• **Problem statement**:
Give back each line of the data exactly as it reads, minus the pictures.

• **Material shown**:
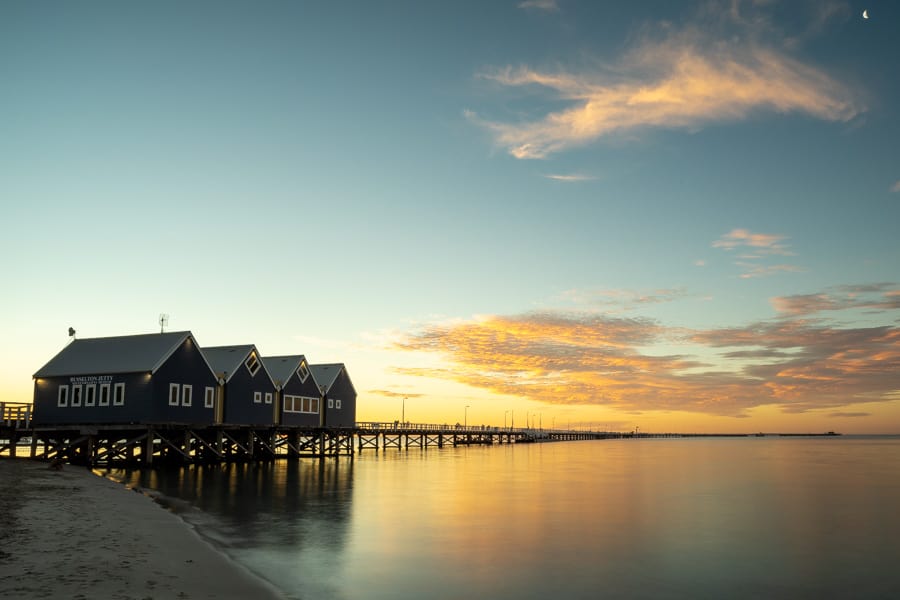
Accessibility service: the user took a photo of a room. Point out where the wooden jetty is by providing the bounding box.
[2,403,841,467]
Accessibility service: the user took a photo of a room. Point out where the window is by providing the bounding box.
[58,385,69,407]
[113,383,125,406]
[245,353,261,376]
[204,387,215,408]
[283,395,320,414]
[169,383,180,406]
[328,398,334,409]
[297,361,309,383]
[182,385,193,407]
[253,391,262,404]
[264,392,272,404]
[99,383,110,406]
[85,384,96,407]
[335,399,342,409]
[71,385,82,407]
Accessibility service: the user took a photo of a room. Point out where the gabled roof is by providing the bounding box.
[33,331,200,378]
[261,355,307,387]
[309,363,356,396]
[203,344,274,384]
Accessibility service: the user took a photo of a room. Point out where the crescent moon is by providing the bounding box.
[863,9,869,19]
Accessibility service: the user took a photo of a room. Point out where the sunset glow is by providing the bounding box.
[2,0,899,434]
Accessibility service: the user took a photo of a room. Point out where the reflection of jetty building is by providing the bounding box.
[27,330,357,465]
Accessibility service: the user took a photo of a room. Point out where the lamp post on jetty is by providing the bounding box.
[464,405,470,428]
[504,410,509,430]
[402,396,406,425]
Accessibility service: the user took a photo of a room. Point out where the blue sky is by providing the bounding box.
[3,1,899,432]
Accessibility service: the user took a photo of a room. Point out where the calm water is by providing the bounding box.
[105,437,900,599]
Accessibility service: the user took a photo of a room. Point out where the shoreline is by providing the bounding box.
[0,458,285,600]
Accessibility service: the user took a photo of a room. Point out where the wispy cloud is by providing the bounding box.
[713,228,793,255]
[518,0,559,11]
[891,180,900,193]
[394,285,900,417]
[771,283,900,315]
[713,229,803,278]
[560,287,687,310]
[736,263,805,279]
[368,390,425,399]
[542,173,597,182]
[472,6,862,158]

• **Task answer**:
Accessibility service: the user took a photo of a room. Point out where the wooden jetty is by providing the bounding box.
[2,403,841,467]
Accessibility service: the user took a photo of a room. Point out where the window is by providing the bounding box.
[58,385,69,407]
[113,383,125,406]
[245,353,261,376]
[204,387,215,408]
[283,395,320,414]
[169,383,180,406]
[328,398,334,409]
[297,361,309,383]
[182,385,193,407]
[253,391,262,404]
[264,392,272,404]
[99,383,110,406]
[85,384,96,407]
[335,399,342,409]
[71,385,82,407]
Accessibility service: the user took a photo of a room. Point out where the gabled roof is by providing the bounding box.
[33,331,200,378]
[261,355,307,387]
[309,363,356,396]
[203,344,274,384]
Accessibility service: the user took a photo of a room. Point out where the crescent moon is by providing the bounding box.
[863,9,869,19]
Accessibility service: the user took a photo of a room. Point out where the sunset glow is by providing the bounding box.
[2,0,899,434]
Accessibility service: the user took a photo of a room. Point out where the reflection of jetty building is by providing the bounding box.
[27,330,357,465]
Accessibility service: the user took a photo of a room. Point out where the lamp post on jetty is by providing the bounding box.
[464,405,470,428]
[504,410,509,430]
[402,396,406,425]
Accessibility service: the user took a photo of a room. Point out where the blue sky is by providing the bounding box.
[3,1,899,432]
Accessibility service: the user took a photo of a room. Point out where the calm water is by providing the bounding box.
[105,437,900,599]
Accessibility service: the user took a photo of a room. Point out where the shoreline is by providing the bounding box.
[0,458,285,600]
Accessibility service: the user took a photo of a room. Point out where the wispy cloud is by providing the bounding box.
[713,228,793,255]
[518,0,559,11]
[891,180,900,193]
[394,285,900,417]
[771,283,900,315]
[713,229,803,278]
[560,287,687,310]
[736,263,805,279]
[368,390,425,399]
[542,173,597,182]
[472,6,862,158]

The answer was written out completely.